▸ **TASK OBJECTIVE**
Output all of the data below exactly as given.

▸ **DATA LISTING**
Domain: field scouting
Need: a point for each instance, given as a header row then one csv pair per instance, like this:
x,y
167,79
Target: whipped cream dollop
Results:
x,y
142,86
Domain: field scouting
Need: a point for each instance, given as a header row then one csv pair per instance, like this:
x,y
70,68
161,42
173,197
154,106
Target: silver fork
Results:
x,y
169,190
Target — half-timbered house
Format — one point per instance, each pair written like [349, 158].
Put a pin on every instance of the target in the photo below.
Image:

▸ **RESULT**
Domain: field scouting
Need: a point for each instance, given as a header row then one csv pair per instance, like this:
x,y
167,79
Target: whipped cream dollop
Results:
x,y
142,86
Domain: field scouting
Need: a point for each instance, given as a header row then one csv pair per instance, like this:
x,y
70,68
161,42
173,197
154,106
Target: silver fork
Results:
x,y
169,190
Target — half-timbered house
Format — one point per instance, each pair written like [349, 158].
Put a pin on every instance of the target in the photo below.
Image:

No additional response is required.